Task description | Convert the items from the line with "of the sky." to the line with "[[260, 46]]" into a two-column CSV headed text and answer, one row per item. Put each field in double quotes and replace any line breaks with spaces.

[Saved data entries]
:::

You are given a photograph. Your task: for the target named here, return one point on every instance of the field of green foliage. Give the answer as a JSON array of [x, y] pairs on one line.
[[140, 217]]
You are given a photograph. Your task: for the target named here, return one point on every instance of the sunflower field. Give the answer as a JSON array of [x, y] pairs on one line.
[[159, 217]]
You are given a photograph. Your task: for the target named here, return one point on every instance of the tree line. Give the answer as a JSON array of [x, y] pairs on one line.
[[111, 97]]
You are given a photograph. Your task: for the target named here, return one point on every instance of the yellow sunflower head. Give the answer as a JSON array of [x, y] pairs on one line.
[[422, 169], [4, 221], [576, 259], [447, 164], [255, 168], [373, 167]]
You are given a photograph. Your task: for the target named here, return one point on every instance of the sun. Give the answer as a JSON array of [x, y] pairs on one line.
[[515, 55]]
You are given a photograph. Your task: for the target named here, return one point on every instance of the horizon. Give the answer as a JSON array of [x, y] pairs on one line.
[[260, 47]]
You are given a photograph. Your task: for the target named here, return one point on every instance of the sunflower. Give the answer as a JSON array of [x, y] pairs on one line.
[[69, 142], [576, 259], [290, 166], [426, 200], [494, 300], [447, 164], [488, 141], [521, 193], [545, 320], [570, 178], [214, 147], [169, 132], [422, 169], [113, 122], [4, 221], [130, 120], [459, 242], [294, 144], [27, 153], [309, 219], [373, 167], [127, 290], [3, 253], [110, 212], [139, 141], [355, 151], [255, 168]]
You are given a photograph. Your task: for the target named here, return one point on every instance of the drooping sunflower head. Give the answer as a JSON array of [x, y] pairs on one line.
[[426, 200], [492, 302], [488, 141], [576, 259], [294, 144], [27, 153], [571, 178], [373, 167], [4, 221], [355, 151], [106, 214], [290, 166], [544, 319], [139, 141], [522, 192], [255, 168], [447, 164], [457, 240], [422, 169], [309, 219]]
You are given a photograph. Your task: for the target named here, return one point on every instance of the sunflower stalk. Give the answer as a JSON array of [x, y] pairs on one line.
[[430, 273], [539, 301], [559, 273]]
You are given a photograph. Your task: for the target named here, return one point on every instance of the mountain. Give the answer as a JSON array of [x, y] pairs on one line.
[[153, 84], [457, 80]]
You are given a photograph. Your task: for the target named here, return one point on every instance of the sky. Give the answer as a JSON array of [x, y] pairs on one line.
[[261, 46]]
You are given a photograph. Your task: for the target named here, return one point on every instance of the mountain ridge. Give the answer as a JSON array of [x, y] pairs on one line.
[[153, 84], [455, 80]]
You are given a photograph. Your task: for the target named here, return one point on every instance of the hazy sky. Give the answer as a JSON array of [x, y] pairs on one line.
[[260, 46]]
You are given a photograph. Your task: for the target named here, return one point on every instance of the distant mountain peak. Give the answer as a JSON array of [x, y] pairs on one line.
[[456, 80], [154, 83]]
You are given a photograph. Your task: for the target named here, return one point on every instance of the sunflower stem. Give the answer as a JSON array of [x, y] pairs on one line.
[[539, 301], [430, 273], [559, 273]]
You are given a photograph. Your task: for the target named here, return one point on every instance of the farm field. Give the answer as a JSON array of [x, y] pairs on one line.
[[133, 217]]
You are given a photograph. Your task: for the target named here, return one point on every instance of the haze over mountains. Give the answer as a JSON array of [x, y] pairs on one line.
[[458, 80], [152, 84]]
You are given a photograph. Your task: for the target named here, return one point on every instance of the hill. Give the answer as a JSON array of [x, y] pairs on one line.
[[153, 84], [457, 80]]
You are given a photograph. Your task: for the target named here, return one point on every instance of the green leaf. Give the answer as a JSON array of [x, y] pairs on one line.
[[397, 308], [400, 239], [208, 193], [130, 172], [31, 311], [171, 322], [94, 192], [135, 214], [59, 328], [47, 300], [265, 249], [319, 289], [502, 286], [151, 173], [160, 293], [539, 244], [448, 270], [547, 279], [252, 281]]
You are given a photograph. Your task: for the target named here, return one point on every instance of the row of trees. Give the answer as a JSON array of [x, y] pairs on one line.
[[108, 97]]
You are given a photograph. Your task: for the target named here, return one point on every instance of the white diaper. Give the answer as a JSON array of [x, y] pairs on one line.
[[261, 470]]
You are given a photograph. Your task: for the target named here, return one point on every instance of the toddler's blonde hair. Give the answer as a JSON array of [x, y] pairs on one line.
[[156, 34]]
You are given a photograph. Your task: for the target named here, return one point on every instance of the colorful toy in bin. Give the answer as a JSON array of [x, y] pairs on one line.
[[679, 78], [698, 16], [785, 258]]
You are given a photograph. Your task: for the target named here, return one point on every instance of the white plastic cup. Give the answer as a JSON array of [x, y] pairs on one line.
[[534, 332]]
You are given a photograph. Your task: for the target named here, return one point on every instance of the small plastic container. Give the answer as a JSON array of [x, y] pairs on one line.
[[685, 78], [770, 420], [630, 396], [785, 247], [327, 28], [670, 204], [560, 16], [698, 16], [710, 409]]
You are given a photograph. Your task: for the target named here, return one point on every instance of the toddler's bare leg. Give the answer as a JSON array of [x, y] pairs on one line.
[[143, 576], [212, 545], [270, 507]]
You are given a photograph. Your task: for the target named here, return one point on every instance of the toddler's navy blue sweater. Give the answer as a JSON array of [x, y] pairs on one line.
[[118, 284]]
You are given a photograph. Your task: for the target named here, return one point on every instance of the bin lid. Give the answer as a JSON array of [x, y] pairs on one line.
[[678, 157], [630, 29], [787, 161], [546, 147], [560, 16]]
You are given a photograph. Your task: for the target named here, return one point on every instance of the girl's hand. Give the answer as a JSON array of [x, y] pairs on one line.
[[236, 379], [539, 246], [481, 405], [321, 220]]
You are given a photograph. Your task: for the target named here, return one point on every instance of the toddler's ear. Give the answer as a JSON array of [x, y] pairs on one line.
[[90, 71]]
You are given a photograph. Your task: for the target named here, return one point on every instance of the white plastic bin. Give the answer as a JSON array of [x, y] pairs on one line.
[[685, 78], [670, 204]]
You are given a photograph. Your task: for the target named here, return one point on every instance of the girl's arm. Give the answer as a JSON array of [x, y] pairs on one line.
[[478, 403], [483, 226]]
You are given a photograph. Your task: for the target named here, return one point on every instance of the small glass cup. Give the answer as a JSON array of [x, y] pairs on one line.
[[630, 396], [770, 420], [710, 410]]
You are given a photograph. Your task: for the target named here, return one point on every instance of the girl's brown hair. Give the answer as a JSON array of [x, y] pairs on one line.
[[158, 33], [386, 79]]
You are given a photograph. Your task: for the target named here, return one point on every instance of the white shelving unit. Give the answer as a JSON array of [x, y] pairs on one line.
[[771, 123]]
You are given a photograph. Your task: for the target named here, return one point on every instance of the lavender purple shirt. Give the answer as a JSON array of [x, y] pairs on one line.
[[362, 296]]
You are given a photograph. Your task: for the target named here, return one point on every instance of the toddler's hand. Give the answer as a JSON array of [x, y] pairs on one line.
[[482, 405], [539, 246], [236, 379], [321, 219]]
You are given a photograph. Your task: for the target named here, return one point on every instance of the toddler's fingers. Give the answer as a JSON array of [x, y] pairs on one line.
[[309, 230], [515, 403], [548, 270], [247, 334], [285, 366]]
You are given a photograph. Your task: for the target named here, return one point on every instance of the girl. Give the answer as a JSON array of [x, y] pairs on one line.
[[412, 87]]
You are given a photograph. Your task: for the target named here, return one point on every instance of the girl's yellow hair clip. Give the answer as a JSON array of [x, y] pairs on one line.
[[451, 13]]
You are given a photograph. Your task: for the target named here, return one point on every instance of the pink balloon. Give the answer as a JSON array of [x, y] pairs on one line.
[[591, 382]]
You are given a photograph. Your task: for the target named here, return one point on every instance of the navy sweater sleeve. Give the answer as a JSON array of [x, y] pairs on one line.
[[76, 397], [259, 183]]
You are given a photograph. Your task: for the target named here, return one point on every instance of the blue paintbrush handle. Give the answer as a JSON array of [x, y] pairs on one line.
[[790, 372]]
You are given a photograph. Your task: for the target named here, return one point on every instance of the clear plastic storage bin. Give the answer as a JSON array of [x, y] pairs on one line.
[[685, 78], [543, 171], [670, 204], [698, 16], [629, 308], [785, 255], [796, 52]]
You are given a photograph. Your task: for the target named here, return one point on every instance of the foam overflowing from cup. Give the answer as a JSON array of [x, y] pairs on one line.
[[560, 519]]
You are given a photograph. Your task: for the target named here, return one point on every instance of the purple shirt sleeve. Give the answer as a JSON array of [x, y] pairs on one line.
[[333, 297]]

:::

Correct output |
text,answer
"You are given a photograph. Your task: for the target named here, return one point on every instance of the sky. Give the answer as a JSON array of [x, y] pairs on one line.","[[261, 46]]"
"You are given a photograph. Your task: for the target named here, return one point on every instance of the mountain ridge. Give the answer as a JSON array of [x, y] pairs on one line.","[[153, 84], [455, 80]]"
"You are given a photograph. Your task: for the target named here, return one point on every instance of the hazy sky. Give the answer as a JSON array of [x, y] pairs on one line.","[[260, 46]]"